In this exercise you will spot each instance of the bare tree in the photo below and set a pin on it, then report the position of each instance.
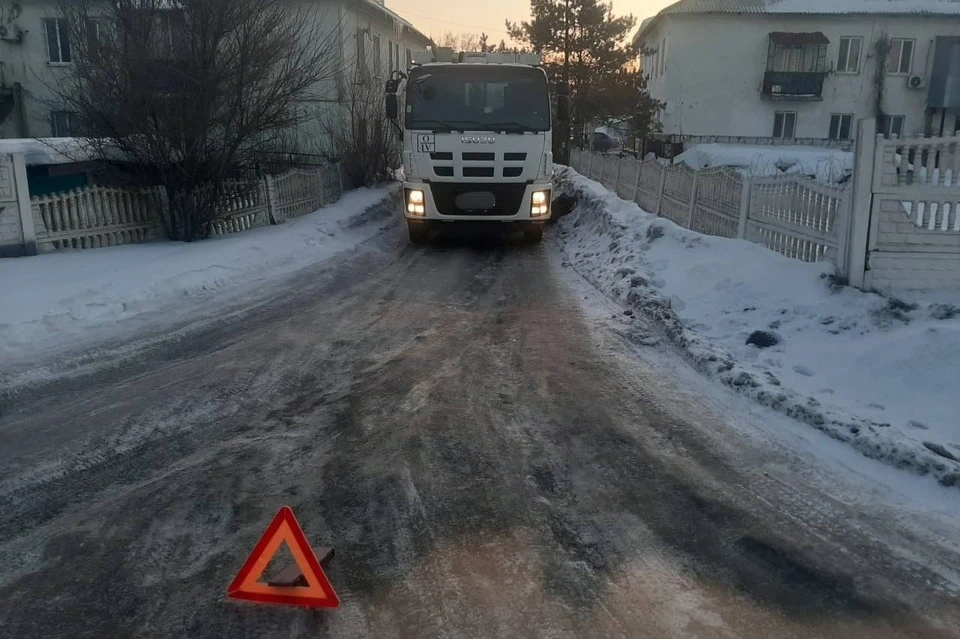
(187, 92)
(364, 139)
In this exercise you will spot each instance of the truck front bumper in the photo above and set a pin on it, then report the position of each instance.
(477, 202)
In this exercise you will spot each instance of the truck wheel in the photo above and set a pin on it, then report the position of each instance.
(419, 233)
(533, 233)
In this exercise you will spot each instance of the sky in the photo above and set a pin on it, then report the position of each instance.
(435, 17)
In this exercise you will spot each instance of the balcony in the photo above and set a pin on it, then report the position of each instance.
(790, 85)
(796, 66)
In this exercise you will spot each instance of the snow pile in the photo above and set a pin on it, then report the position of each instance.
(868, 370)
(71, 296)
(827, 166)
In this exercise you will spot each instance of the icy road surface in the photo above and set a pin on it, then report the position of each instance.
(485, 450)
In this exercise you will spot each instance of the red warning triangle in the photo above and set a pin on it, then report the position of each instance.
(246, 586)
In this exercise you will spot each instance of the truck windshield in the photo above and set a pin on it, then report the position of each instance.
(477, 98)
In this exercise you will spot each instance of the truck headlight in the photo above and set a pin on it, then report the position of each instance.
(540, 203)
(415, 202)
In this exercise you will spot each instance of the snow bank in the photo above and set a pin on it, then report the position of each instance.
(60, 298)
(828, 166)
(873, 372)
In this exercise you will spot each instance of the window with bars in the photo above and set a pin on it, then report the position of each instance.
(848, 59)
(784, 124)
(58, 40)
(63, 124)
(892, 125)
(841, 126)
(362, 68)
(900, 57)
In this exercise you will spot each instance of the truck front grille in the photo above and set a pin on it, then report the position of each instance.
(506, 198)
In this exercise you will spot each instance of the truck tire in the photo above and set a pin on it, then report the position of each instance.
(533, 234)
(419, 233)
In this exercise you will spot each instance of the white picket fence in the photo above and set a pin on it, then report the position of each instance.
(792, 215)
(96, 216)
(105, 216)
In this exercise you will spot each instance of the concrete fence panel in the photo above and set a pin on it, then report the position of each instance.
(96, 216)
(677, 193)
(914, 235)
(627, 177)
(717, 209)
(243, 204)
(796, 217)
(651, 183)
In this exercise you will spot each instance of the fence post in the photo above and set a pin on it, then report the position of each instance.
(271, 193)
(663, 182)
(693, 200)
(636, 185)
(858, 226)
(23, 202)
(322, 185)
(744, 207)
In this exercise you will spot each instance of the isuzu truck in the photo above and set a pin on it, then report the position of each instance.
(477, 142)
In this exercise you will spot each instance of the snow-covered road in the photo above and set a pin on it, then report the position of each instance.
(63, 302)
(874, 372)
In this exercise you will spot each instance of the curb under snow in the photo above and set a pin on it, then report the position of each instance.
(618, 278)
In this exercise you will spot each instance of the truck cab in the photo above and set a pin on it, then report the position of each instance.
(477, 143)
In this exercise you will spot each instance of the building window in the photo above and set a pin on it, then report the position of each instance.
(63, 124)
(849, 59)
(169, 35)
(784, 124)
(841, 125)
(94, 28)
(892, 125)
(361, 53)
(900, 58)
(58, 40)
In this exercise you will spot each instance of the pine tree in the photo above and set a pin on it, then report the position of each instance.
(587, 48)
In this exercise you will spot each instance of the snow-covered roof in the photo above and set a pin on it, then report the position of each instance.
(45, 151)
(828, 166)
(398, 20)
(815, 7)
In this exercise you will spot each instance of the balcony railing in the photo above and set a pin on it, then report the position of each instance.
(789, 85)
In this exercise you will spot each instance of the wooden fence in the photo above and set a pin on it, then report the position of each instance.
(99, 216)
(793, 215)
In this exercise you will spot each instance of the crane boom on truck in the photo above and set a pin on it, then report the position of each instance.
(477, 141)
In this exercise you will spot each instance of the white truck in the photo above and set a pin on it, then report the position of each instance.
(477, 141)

□ □ □ □ □ □ □

* INSTRUCTIONS FOR THE TASK
Using the material above, retype each entry exactly and omit the pictures.

* FINAL ANSWER
In this exercise you will spot each instance of the bare tree in the photo below and set a pin on it, then report the position of each instance.
(187, 92)
(364, 139)
In this exercise you will spot each instance of the truck front bumper in the photo above and set a pin on it, then report the position of each instance.
(477, 202)
In this exercise you will spot each instance of the truck wheel in the photo above and set a pin on it, then report the position of each instance.
(419, 233)
(533, 233)
In this exercise you will spot each instance of the sky in the photo above and set a pin on it, then report the position of each instance.
(435, 17)
In this exercise you will spot each instance of the balcony in the photo above and set a pin on it, then report the position of each instance.
(790, 85)
(796, 66)
In this exercise you will spot each instance of the snow pile in the photo above and set a pin on it, then report the position of each instance.
(868, 370)
(71, 296)
(827, 166)
In this exercise you will spot each instance of the icy road surface in the photo above and set a pin on it, then report the position of each instance.
(485, 450)
In this exercise you will spot each instance of the red warning triangle in the photo above and set a pin on it, then report the position of each instance.
(246, 586)
In this exercise you will spot each instance of the truck windshield in the photo above and set a pin on it, then report the position of each instance.
(477, 98)
In this exercise you will spot each instance of the truck headlight in the photo above and set a pin on it, then report the position of each instance.
(540, 203)
(415, 202)
In this exercise you will spot each instance of the snow bank in the photo above and set a pin on it, then report the position of each instance.
(60, 298)
(828, 166)
(873, 372)
In this exercise you will spot each instance of the window with bars in the photo above and set a pin on it, then report the position of each instance.
(848, 59)
(784, 124)
(58, 40)
(63, 124)
(892, 125)
(841, 126)
(362, 68)
(900, 57)
In this exercise you will spot each instance of the truck front grille in the photo above and set a pin on it, then report the position of each instance.
(506, 198)
In this exercise you will spot each instance of the truck tire in the photo above and set a pin on it, then report the position of each instance.
(533, 234)
(419, 233)
In this exercise you will spot each instance of the white picket fence in the photo above and set a pin on it, then report the position of each instance.
(792, 215)
(96, 216)
(105, 216)
In this exercise you will spot each instance of the concrete fence panel in the photo above and set a pin on it, then report the position of each instance.
(96, 216)
(677, 193)
(914, 235)
(627, 177)
(717, 209)
(243, 204)
(796, 217)
(651, 183)
In this exercise you will spot each instance of the fence post in the photo above and set a pin on it, then report the position of each instance.
(271, 193)
(663, 182)
(693, 200)
(636, 185)
(858, 226)
(23, 202)
(322, 185)
(744, 207)
In this exercise you will spot each instance of the isuzu truck in the photo above and set a pin on it, then report the position of each instance.
(477, 142)
In this exercise you will spot each instance of the snow-covered road in the photo above and set a pin on it, then report the position of each instance.
(63, 302)
(874, 372)
In this exercise you will spot each instance of the curb under snow in the photo above and set a pin on it, then report the position of each instance.
(618, 278)
In this exercise you will spot each instance of the truck cab in the photo above and set a pin on it, then report the position of each instance.
(477, 143)
In this exercise you will spot each instance of the building window in the photo above and set a pin on it, then report the position of each instance.
(63, 124)
(849, 59)
(169, 35)
(784, 124)
(841, 125)
(94, 28)
(892, 125)
(361, 53)
(900, 58)
(58, 40)
In this exercise you will spot each instance of the pine tree in the photo above and set a pin on it, then report the position of each instance.
(587, 48)
In this exercise you will spot each instance of the snow-covered roof in the photo above and set a pin on it, then report the position of each instance.
(45, 151)
(828, 166)
(398, 20)
(815, 7)
In this exercise you will spot each instance of the balcony railing in the photo above and set a pin on it, then report the position of each instance.
(789, 85)
In this exercise you will spot each instance of the wooden fence in the photo above and set a pin on it, then report the position of each instance.
(99, 216)
(793, 215)
In this exercise you will spot each instance of the crane boom on truck in the photo above and set a pin on it, then report the position of each instance.
(477, 141)
In this exercise you will spot each instance of the white truck in the photo above and set a pin on it, then report the position of each instance.
(477, 141)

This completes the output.